## Exercise requirements
Return the entries below in full. Keep every word as it is.

## Raw data
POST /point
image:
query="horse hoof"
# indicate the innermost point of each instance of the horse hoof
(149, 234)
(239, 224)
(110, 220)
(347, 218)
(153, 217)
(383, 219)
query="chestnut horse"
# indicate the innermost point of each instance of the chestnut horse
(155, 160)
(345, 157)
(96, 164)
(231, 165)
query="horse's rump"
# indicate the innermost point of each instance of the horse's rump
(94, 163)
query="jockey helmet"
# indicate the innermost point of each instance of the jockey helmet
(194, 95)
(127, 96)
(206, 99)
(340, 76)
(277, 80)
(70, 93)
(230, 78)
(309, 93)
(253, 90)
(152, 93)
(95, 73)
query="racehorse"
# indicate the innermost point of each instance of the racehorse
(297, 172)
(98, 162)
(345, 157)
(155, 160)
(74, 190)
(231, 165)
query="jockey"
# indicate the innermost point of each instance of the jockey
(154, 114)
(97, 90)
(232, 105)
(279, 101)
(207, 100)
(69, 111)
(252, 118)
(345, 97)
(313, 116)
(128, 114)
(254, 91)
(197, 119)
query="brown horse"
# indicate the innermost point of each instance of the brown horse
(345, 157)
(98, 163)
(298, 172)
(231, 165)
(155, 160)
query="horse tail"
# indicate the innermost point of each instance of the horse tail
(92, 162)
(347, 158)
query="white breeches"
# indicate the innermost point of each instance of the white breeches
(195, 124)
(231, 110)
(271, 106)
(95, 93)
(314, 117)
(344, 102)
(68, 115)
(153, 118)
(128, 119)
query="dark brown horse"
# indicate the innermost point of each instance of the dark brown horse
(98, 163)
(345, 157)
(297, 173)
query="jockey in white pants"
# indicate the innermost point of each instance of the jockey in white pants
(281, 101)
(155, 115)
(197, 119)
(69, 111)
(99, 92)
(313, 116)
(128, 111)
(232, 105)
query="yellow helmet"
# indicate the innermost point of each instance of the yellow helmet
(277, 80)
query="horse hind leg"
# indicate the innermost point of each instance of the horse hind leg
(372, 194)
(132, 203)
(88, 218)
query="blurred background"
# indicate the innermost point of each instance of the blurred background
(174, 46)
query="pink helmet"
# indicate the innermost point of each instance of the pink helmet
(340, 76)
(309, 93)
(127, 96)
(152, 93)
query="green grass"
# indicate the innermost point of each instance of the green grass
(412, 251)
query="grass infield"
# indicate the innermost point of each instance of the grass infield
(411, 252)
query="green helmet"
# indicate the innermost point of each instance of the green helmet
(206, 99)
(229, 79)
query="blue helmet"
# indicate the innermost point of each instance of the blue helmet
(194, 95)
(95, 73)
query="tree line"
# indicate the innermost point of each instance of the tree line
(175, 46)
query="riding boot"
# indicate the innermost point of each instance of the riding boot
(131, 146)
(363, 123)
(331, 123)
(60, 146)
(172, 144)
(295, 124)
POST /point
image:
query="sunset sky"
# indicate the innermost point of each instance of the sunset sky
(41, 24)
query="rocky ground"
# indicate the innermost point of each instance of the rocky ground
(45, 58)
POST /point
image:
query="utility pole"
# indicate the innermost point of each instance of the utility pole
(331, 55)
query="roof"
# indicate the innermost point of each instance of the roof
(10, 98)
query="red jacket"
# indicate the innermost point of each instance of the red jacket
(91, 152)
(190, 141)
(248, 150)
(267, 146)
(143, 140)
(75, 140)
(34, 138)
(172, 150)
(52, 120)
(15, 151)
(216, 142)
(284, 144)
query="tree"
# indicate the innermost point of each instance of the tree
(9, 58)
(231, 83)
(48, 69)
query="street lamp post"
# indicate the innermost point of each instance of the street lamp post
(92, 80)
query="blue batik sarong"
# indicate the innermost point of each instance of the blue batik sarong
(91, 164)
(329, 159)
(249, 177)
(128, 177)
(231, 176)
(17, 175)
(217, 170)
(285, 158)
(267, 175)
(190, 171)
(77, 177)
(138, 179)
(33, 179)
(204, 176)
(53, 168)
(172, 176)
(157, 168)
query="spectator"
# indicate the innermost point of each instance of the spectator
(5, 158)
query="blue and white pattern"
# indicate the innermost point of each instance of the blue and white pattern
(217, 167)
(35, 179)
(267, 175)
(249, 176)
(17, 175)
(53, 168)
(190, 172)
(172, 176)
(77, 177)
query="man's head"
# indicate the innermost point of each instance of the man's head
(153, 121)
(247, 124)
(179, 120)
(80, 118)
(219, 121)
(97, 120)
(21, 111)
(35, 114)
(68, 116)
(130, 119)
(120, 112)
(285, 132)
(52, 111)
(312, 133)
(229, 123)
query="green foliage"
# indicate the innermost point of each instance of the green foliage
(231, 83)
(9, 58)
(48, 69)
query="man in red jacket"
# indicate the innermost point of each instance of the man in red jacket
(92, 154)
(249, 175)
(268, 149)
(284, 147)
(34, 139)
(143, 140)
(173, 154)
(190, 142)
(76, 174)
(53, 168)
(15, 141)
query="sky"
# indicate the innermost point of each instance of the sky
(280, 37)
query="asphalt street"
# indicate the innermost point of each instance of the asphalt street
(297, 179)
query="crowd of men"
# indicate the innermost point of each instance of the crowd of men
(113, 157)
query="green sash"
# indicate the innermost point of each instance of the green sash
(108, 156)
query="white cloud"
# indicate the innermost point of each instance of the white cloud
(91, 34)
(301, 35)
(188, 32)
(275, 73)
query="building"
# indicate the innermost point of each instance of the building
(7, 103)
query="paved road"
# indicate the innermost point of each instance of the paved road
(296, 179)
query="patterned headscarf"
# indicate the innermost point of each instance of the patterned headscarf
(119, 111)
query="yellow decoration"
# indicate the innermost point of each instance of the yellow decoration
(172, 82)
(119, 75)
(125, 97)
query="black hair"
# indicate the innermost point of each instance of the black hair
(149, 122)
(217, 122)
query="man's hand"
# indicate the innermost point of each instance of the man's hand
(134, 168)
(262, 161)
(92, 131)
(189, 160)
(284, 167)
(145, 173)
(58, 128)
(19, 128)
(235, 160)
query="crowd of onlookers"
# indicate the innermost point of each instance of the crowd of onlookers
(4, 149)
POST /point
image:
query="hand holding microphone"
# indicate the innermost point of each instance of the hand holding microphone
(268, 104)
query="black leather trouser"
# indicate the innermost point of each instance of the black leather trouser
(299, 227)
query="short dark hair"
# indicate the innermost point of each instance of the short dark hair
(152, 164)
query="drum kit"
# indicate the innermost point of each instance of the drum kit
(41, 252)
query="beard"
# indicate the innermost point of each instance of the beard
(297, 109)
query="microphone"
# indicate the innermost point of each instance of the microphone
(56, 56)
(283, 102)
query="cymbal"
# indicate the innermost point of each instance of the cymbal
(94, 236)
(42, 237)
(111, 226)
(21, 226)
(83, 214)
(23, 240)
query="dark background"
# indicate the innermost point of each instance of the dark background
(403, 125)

## Written solution
POST /point
image:
query="horse hoof"
# indicate the innermost point of each instance of the horse hoof
(149, 234)
(239, 224)
(110, 220)
(347, 218)
(153, 217)
(383, 219)
query="chestnut horse"
# indicate the innermost point of each instance of the chestnut horse
(155, 160)
(345, 157)
(96, 164)
(231, 165)
query="horse's rump"
# indicate the innermost point of each instance of the horse's rump
(94, 163)
query="jockey helmet"
# indicate the innermost point of each instance of the jockey helmet
(194, 95)
(127, 96)
(206, 99)
(340, 76)
(277, 80)
(70, 93)
(230, 78)
(309, 93)
(253, 90)
(152, 93)
(95, 73)
query="racehorse"
# indicate the innermost point of each instance of the racehorse
(297, 172)
(98, 162)
(345, 157)
(155, 160)
(74, 190)
(231, 165)
query="jockey"
# indicate the innermost point of each instance of the jockey
(154, 114)
(97, 90)
(232, 105)
(279, 101)
(207, 100)
(69, 111)
(252, 118)
(345, 97)
(313, 116)
(128, 114)
(254, 91)
(197, 119)
query="brown horse"
# indicate the innermost point of each instance of the brown horse
(345, 157)
(98, 163)
(298, 172)
(231, 165)
(155, 160)
query="horse tail"
# indicate the innermost point of each instance of the horse tail
(92, 162)
(347, 158)
query="white breeches"
# indicate the innermost point of each instance of the white breeches
(195, 124)
(231, 110)
(271, 106)
(95, 93)
(314, 117)
(344, 102)
(68, 115)
(153, 118)
(128, 119)
query="dark brown horse"
# indicate the innermost point of each instance of the dark brown horse
(98, 163)
(345, 157)
(297, 173)
query="jockey in white pants"
# indicate the innermost point of each instance of the jockey in white pants
(281, 101)
(155, 115)
(197, 119)
(69, 111)
(99, 92)
(313, 116)
(128, 111)
(232, 105)
query="yellow helmet"
# indicate the innermost point of each instance of the yellow helmet
(277, 80)
query="horse hind leg"
# indicate the innermost point of each instance of the horse hind leg
(372, 194)
(132, 203)
(88, 218)
query="blurred background"
# indicate the innermost point of each instance of the blurred background
(174, 46)
query="pink helmet"
# indicate the innermost point of each instance of the pink helmet
(340, 76)
(309, 93)
(127, 96)
(152, 93)
query="green grass"
# indicate the innermost point of each instance of the green grass
(412, 251)
query="grass infield"
# indicate the innermost point of each instance of the grass infield
(411, 252)
query="green helmet"
# indicate the innermost point of each instance of the green helmet
(206, 99)
(229, 79)
query="blue helmet"
# indicate the innermost point of each instance of the blue helmet
(194, 95)
(95, 73)
query="tree line"
# indicate the innermost point of each instance of the tree line
(175, 46)
query="riding boot"
# indicate the innermost point of each instance of the riding boot
(131, 146)
(363, 123)
(331, 123)
(60, 146)
(172, 144)
(295, 124)
POST /point
image:
query="sunset sky"
# indicate the innermost point of each instance of the sunset sky
(41, 24)
query="rocky ground"
# indicate the innermost point of each instance of the rocky ground
(45, 58)
POST /point
image:
query="utility pole"
# indicate the innermost point of each instance of the utility pole
(331, 55)
query="roof"
# indicate the innermost point of each instance of the roof
(10, 98)
query="red jacket"
# indicate the innermost point of each instance of the red jacket
(91, 152)
(190, 141)
(248, 150)
(267, 146)
(143, 140)
(75, 140)
(34, 138)
(172, 150)
(52, 120)
(15, 151)
(216, 142)
(284, 144)
query="tree"
# indicate the innermost point of each instance of the tree
(9, 58)
(231, 83)
(48, 69)
query="street lamp post"
# indicate the innermost point of each instance of the street lamp post
(92, 80)
query="blue batik sarong"
# indicate the innermost point of each instance of the blue batik sarong
(91, 164)
(329, 159)
(249, 177)
(128, 177)
(231, 176)
(17, 175)
(217, 170)
(285, 158)
(267, 175)
(190, 171)
(77, 177)
(138, 179)
(33, 179)
(204, 176)
(53, 168)
(172, 176)
(157, 168)
query="spectator"
# indicate the innermost point of each instance of the spectator
(5, 158)
query="blue and white pattern"
# indicate the innermost point of each instance of the blue and white pattern
(217, 167)
(35, 179)
(267, 175)
(249, 176)
(17, 175)
(53, 168)
(190, 172)
(172, 176)
(77, 177)
query="man's head"
# indicate the innermost point of each instance of the man's head
(153, 121)
(247, 124)
(179, 120)
(80, 118)
(219, 121)
(97, 120)
(21, 111)
(35, 114)
(68, 116)
(130, 119)
(120, 112)
(285, 132)
(52, 111)
(312, 133)
(229, 123)
query="green foliage"
# indicate the innermost point of each instance of the green foliage
(231, 83)
(9, 58)
(48, 69)
query="man in red jacket"
# indicate the innermost point of each instance of the man in red jacket
(92, 154)
(249, 175)
(268, 149)
(284, 147)
(34, 139)
(143, 140)
(173, 154)
(190, 142)
(76, 174)
(53, 168)
(15, 141)
query="sky"
# indicate the innermost point of each instance of the sky
(280, 37)
query="asphalt street"
# indicate the innermost point of each instance of the asphalt street
(297, 179)
query="crowd of men"
# indicate the innermost point of each instance of the crowd of men
(113, 157)
query="green sash"
# indicate the innermost point of each instance of the green sash
(108, 156)
query="white cloud"
# indicate the innermost point of each instance of the white cloud
(91, 34)
(301, 35)
(188, 32)
(275, 73)
query="building"
# indicate the innermost point of each instance of the building
(7, 103)
query="paved road"
# indicate the innermost point of each instance of the paved road
(296, 179)
query="patterned headscarf"
# indicate the innermost point of each instance of the patterned headscarf
(119, 111)
query="yellow decoration"
# indicate the innermost point of each instance of the yellow decoration
(172, 82)
(119, 75)
(125, 97)
query="black hair"
# indicate the innermost point of each instance of the black hair
(149, 122)
(217, 122)
query="man's hand"
# indicate the innermost point of each instance of the man's hand
(134, 168)
(262, 161)
(92, 131)
(189, 160)
(284, 167)
(145, 173)
(58, 128)
(19, 128)
(235, 160)
query="crowd of onlookers"
# indicate the innermost point of each instance of the crowd of onlookers
(4, 149)
POST /point
image:
query="hand holding microphone"
# indicate the innermost point of each instance of the hand holding microphone
(268, 104)
query="black leather trouser"
# indicate the innermost point of each instance of the black leather trouser
(299, 227)
query="short dark hair"
# indicate the innermost point of each instance of the short dark hair
(152, 164)
query="drum kit"
# indicate the innermost point of each instance of the drum kit
(41, 252)
query="beard"
# indicate the innermost point of each instance of the beard
(297, 109)
query="microphone"
# indicate the innermost point of each instance of the microphone
(56, 56)
(283, 102)
query="cymbal"
# indicate the innermost point of each instance of the cymbal
(94, 236)
(42, 237)
(111, 226)
(21, 226)
(83, 214)
(23, 240)
query="dark background"
# indicate the innermost point of each instance of the dark background
(403, 125)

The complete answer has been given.